• TASK STATEMENT: Transcribe the listing below only from the line with "Keypoint guideline: for each instance of the wall-mounted" up to and including the line with "Keypoint guideline: for each instance of the metal".

• SUPPLIED INFORMATION:
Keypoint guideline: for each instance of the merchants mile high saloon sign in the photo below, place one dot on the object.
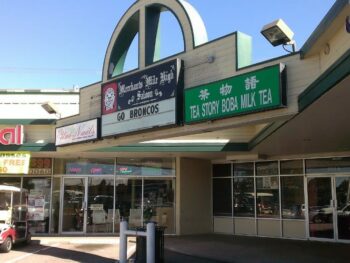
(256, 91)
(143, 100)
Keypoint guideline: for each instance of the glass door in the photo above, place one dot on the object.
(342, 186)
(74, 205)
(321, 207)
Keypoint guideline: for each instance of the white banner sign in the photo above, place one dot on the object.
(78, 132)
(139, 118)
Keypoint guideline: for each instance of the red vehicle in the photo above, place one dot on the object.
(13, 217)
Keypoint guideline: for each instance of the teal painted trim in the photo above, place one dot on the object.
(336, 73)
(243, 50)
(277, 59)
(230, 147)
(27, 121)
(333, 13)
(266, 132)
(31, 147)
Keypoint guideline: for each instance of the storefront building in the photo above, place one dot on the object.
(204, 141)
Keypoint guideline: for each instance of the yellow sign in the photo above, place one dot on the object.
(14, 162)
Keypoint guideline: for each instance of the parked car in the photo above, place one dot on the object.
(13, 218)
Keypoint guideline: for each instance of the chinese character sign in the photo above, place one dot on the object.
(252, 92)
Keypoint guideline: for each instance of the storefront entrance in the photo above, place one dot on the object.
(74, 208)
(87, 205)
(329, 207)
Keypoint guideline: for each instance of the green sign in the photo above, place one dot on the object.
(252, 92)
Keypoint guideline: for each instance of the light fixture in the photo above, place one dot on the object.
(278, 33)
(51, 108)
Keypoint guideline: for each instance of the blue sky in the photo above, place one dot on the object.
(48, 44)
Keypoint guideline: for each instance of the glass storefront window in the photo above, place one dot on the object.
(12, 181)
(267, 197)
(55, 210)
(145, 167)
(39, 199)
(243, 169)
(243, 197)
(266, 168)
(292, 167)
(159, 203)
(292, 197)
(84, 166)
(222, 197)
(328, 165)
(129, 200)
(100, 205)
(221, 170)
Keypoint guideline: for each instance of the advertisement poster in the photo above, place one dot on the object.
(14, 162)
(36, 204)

--

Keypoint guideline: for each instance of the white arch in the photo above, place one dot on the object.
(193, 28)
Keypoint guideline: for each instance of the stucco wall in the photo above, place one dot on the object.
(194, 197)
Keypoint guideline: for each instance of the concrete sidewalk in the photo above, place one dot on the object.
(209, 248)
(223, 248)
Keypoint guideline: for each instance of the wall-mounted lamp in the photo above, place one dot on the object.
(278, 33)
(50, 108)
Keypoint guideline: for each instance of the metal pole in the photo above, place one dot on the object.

• EXERCISE SOLUTION:
Keypoint guideline: for each instance of the wall-mounted lamp in the photo above, place one dot on the object.
(278, 33)
(50, 108)
Keypoint guideline: for each instance of the metal pole in the photo above, place one dot on the object.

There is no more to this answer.